■ **WHAT TO PRODUCE**: Copy the data from its start through the line containing "(416, 40), (478, 426)", swapping every "Quick Start" for "Getting Started" and keeping everything else the same.
# START OF TASK INPUTS
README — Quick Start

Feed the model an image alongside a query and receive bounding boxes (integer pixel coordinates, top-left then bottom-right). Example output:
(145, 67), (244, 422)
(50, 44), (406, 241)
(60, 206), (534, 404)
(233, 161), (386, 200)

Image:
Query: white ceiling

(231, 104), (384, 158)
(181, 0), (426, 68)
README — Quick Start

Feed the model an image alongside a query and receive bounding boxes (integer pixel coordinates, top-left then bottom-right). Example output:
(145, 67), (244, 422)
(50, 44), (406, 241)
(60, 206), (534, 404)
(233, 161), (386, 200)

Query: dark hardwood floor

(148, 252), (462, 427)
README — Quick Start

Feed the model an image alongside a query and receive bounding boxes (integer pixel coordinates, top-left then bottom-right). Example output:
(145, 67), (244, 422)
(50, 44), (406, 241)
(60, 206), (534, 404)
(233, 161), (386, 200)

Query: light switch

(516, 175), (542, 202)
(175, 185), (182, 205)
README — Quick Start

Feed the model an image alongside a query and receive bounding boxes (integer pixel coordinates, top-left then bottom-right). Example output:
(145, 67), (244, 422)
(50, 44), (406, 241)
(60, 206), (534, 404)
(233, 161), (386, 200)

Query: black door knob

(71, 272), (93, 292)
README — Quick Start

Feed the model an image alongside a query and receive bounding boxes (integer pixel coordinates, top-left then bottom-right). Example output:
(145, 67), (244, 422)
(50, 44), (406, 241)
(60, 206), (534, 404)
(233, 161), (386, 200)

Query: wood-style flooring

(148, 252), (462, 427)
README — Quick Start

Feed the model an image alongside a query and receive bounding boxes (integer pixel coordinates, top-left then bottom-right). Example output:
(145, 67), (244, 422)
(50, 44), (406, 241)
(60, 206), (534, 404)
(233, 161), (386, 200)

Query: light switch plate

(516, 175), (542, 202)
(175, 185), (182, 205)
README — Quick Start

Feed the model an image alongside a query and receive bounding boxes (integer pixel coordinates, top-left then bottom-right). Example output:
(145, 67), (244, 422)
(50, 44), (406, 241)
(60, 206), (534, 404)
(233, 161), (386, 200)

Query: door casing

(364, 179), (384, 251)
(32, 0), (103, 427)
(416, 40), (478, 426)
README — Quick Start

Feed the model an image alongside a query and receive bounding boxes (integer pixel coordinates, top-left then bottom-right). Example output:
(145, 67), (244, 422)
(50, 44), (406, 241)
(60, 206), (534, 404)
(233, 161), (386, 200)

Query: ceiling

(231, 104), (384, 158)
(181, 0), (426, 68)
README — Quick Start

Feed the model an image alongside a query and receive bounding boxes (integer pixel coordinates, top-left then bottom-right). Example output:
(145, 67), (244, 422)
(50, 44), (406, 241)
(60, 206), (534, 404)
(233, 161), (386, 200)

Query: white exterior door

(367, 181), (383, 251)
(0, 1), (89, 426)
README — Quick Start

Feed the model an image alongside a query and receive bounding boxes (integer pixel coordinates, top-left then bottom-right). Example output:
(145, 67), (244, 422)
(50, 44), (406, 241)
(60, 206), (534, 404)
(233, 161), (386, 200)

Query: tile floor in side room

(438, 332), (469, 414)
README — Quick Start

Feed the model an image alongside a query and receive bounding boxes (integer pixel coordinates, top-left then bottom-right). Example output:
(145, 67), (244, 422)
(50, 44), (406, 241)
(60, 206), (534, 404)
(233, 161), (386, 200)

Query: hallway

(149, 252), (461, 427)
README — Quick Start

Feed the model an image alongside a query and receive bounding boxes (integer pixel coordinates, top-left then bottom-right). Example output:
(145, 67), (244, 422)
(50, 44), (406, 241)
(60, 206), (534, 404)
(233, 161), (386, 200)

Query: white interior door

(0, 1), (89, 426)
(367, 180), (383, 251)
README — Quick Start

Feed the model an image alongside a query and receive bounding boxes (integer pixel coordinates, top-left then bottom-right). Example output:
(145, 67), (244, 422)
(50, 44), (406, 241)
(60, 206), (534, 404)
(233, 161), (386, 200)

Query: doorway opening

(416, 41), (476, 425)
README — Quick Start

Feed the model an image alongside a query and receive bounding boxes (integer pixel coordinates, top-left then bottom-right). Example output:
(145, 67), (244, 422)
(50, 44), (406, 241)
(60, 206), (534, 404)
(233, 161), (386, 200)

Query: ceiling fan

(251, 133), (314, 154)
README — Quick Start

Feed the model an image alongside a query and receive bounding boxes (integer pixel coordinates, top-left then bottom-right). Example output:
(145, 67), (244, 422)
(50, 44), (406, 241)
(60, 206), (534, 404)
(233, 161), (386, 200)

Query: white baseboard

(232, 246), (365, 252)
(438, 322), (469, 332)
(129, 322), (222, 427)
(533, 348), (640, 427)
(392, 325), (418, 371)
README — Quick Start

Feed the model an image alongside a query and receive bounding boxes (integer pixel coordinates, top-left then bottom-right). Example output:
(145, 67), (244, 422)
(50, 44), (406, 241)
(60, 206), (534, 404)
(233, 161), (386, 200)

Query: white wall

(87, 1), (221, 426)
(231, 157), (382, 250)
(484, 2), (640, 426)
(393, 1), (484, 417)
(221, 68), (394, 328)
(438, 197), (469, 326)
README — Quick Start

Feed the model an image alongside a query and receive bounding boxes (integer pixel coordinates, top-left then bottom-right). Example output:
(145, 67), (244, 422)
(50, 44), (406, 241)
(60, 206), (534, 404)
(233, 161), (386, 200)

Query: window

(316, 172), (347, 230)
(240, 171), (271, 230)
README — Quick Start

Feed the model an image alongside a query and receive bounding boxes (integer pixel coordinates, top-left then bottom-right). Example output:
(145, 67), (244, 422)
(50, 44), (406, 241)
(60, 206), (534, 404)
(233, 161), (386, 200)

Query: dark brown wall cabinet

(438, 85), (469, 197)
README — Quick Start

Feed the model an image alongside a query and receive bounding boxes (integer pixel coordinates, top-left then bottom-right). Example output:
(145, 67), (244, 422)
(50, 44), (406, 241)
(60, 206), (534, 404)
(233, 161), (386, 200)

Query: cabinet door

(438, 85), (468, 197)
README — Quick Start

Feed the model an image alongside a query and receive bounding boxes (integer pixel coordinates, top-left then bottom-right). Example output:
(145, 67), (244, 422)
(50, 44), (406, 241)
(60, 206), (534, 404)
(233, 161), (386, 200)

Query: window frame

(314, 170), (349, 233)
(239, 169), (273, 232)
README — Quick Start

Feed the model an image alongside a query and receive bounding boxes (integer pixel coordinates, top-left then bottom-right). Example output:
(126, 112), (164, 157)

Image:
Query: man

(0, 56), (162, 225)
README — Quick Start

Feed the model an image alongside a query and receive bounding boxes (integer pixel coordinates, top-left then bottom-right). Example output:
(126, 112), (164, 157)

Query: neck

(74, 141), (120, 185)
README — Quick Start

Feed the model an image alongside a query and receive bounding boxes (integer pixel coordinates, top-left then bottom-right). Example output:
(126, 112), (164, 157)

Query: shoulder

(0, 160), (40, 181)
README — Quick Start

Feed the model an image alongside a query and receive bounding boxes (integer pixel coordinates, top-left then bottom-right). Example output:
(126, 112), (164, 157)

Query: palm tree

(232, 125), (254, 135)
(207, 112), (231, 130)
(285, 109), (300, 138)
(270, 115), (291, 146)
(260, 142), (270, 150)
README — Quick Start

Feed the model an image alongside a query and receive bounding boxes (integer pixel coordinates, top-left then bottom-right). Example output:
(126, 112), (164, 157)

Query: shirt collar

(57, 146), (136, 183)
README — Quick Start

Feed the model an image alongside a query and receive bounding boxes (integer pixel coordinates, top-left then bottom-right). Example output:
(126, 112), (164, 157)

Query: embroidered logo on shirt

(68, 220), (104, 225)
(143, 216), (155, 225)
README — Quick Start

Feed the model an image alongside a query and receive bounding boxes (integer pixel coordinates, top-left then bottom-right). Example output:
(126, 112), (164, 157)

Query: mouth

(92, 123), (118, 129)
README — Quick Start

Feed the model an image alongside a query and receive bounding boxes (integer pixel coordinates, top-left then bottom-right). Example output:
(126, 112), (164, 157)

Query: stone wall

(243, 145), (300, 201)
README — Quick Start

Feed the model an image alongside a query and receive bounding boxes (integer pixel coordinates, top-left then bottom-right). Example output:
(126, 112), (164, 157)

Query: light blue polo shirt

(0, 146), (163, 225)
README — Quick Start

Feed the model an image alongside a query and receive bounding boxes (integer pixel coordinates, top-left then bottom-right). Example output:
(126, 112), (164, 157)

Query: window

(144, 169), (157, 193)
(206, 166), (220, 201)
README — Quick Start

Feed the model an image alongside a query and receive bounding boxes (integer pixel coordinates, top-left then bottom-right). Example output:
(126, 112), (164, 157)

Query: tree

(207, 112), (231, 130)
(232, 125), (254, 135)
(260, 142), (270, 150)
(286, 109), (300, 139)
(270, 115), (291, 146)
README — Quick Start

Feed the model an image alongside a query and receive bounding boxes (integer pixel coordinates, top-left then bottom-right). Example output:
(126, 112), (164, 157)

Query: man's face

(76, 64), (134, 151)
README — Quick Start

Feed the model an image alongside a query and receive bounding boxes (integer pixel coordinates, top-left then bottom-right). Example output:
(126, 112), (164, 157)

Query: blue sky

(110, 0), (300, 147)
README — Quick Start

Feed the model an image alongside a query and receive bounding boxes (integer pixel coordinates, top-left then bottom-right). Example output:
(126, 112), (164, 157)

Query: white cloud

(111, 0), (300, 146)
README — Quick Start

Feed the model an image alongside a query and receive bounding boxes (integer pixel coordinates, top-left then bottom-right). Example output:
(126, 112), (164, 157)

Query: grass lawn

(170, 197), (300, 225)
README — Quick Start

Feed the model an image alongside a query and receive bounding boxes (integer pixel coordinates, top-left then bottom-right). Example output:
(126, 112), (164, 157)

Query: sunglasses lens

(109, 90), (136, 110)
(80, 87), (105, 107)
# END OF TASK INPUTS
■ **EXPECTED ANSWER**:
README — Getting Started

Feed the model an image alongside a query and receive bounding boxes (integer pixel coordinates, top-left then bottom-right). Example output:
(145, 67), (244, 422)
(50, 44), (406, 241)
(60, 206), (534, 404)
(233, 161), (386, 200)

Image:
Query: white ceiling

(231, 104), (384, 158)
(181, 0), (426, 68)
README — Getting Started

Feed the model an image alongside a query and receive bounding boxes (integer pixel coordinates, top-left then bottom-right). Example output:
(145, 67), (244, 422)
(50, 44), (406, 241)
(60, 206), (534, 404)
(233, 161), (386, 200)

Query: dark hardwood floor

(148, 252), (462, 427)
README — Getting Started

Feed the model an image alongside a query and receive bounding boxes (integer pixel coordinates, top-left then bottom-right). Example output:
(145, 67), (244, 422)
(50, 44), (406, 241)
(60, 206), (534, 404)
(233, 161), (386, 200)

Query: light switch

(516, 175), (542, 202)
(175, 185), (182, 205)
README — Getting Started

Feed the model an image alongside a query and receive bounding boxes (integer pixel coordinates, top-left then bottom-right). Example output:
(145, 67), (244, 422)
(50, 44), (406, 241)
(60, 206), (534, 404)
(233, 161), (386, 200)

Query: black door knob

(71, 272), (93, 292)
README — Getting Started

Feed the model an image alongside a query and receive bounding boxes (integer pixel coordinates, top-left then bottom-right). Example output:
(145, 67), (244, 422)
(50, 44), (406, 241)
(60, 206), (534, 404)
(233, 161), (386, 200)

Query: wood-style flooring

(148, 252), (462, 427)
README — Getting Started

Feed the model an image alongside a query and receive bounding boxes (integer pixel coordinates, top-left then bottom-right). Example output:
(145, 67), (244, 422)
(50, 44), (406, 241)
(60, 206), (534, 404)
(233, 161), (386, 200)

Query: light switch plate

(516, 175), (542, 202)
(175, 185), (182, 205)
README — Getting Started

Feed the model an image alongside a query and receive bounding boxes (integer pixel coordinates, top-left then bottom-right). Example output:
(145, 67), (244, 422)
(50, 44), (406, 241)
(60, 206), (534, 404)
(233, 161), (386, 200)

Query: door casing

(364, 179), (384, 251)
(32, 0), (103, 427)
(416, 40), (478, 426)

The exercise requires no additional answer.